# Brief
The entries below should be given again exactly, minus their pictures.

A run of records
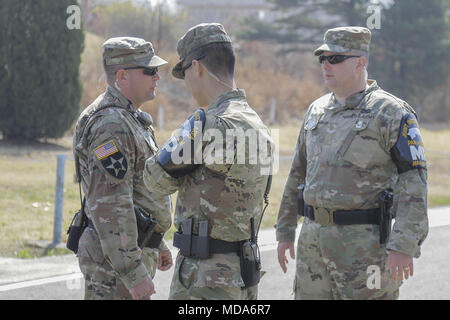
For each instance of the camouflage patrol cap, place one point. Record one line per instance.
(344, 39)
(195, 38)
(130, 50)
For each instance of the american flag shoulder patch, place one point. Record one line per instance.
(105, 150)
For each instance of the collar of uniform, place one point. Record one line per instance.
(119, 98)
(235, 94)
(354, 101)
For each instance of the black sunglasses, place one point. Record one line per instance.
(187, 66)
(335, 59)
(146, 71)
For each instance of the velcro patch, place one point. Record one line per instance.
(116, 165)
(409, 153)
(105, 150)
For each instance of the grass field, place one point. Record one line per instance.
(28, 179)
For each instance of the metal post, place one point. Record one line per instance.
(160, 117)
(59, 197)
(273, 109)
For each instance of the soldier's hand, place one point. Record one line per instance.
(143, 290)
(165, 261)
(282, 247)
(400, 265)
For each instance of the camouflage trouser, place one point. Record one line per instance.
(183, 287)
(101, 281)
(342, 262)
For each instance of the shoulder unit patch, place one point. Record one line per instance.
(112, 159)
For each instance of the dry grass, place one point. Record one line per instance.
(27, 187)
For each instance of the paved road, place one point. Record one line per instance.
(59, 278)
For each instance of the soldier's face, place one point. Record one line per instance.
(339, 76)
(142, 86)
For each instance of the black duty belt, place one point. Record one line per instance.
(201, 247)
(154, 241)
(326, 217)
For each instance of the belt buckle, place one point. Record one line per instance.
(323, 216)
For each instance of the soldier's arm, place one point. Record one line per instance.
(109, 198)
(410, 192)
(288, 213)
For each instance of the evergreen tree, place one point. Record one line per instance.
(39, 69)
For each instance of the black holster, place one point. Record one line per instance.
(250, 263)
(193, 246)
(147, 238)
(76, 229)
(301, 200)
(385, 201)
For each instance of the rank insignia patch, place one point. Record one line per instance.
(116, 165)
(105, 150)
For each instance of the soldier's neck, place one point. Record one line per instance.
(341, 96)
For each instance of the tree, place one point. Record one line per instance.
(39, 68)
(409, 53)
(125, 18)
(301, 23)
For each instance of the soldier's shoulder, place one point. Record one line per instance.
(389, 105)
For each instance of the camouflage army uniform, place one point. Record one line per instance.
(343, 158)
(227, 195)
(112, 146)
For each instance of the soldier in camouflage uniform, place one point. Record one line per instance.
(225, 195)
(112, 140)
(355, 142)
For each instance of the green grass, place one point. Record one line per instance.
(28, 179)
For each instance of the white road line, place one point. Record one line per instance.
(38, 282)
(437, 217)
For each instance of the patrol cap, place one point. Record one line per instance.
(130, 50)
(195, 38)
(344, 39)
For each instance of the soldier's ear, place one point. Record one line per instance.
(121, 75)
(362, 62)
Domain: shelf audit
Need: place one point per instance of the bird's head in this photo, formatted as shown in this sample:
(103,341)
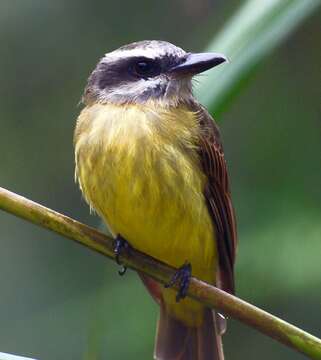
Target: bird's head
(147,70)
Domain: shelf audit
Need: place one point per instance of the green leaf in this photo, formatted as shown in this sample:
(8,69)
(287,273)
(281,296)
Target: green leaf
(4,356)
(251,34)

# Result of this exercise
For each instance of the camouflage patrol cap, place one point. Record one line per instance.
(344, 39)
(195, 38)
(130, 50)
For each instance of the american flag shoulder patch, place one point. Record one line per instance.
(105, 150)
For each instance of the collar of uniform, place one point. Record one line per instance.
(119, 98)
(235, 94)
(354, 101)
For each instance of the black sunglasses, place one point. Record one line per instance.
(187, 66)
(335, 59)
(146, 71)
For each instance of the velcro patch, place one point. Record one line per instance.
(116, 165)
(409, 153)
(105, 150)
For each instance of the grass field, place one point. Record one line per instance.
(28, 179)
For each instance of the metal post, place one point. Record one line per instance.
(160, 117)
(59, 197)
(273, 109)
For each instance of the soldier's hand, place one point. Record one line per instance.
(143, 290)
(165, 261)
(282, 247)
(400, 265)
For each instance of the camouflage trouser, place one point. Record one line per instance.
(183, 287)
(101, 281)
(342, 262)
For each instance of the shoulder unit patch, place one point. Record one line per instance.
(112, 159)
For each instance of the dry grass, place one point. Record one line per instance.
(27, 187)
For each instance of the paved road, place one point. Record one line per instance.
(59, 278)
For each instance of the soldier's face, place one point. Record one line per instance.
(339, 76)
(142, 86)
For each instance of the black duty belt, place one point. Record one line per instance.
(201, 247)
(154, 241)
(326, 217)
For each instance of the belt buckle, place one point. Record one line per instance.
(323, 216)
For each instance of the soldier's arm, place one point. Record one line per instance.
(109, 198)
(410, 192)
(288, 213)
For each instance of the evergreen tree, place one point. Record one line per instance.
(39, 69)
For each instance of the black holster, place one point. Record one line per instance.
(250, 263)
(193, 246)
(147, 238)
(76, 229)
(301, 200)
(385, 201)
For each instance of the rank insignia patch, place one point. Record one line per instance.
(116, 165)
(105, 150)
For each instance of the soldier's neck, place one point. Record one line per instance.
(341, 96)
For each instance of the tree, place one point. Record one line per instance.
(39, 68)
(409, 53)
(125, 18)
(301, 23)
For each instance of the soldier's shoulder, place one point. Record one line per instance.
(389, 105)
For each instance of the camouflage army uniform, place one point. Record one line per instance.
(343, 158)
(227, 195)
(112, 146)
For each instance of the soldier in camouflage uniform, place one point. Record one line per instance.
(225, 195)
(112, 140)
(355, 142)
For each instance of the green grass, place one point. Record one line per instance.
(28, 179)
For each instance of the white road line, place one point. Record one line per instance.
(38, 282)
(437, 217)
For each instance of the patrol cap, place one point. Record one line per instance.
(130, 50)
(195, 38)
(344, 39)
For each instance of the soldier's ear, place one point. Record one line per instance.
(121, 75)
(362, 62)
Domain: shelf audit
Need: place one point per instance of the bird's head in this photo, formatted as shown in this sample:
(103,341)
Target: bird's head
(147,70)
Domain: shelf audit
Need: place one point per instance of the green leaf in this photo, formatted as shown in this sample:
(8,69)
(287,273)
(281,296)
Target: green leaf
(4,356)
(251,34)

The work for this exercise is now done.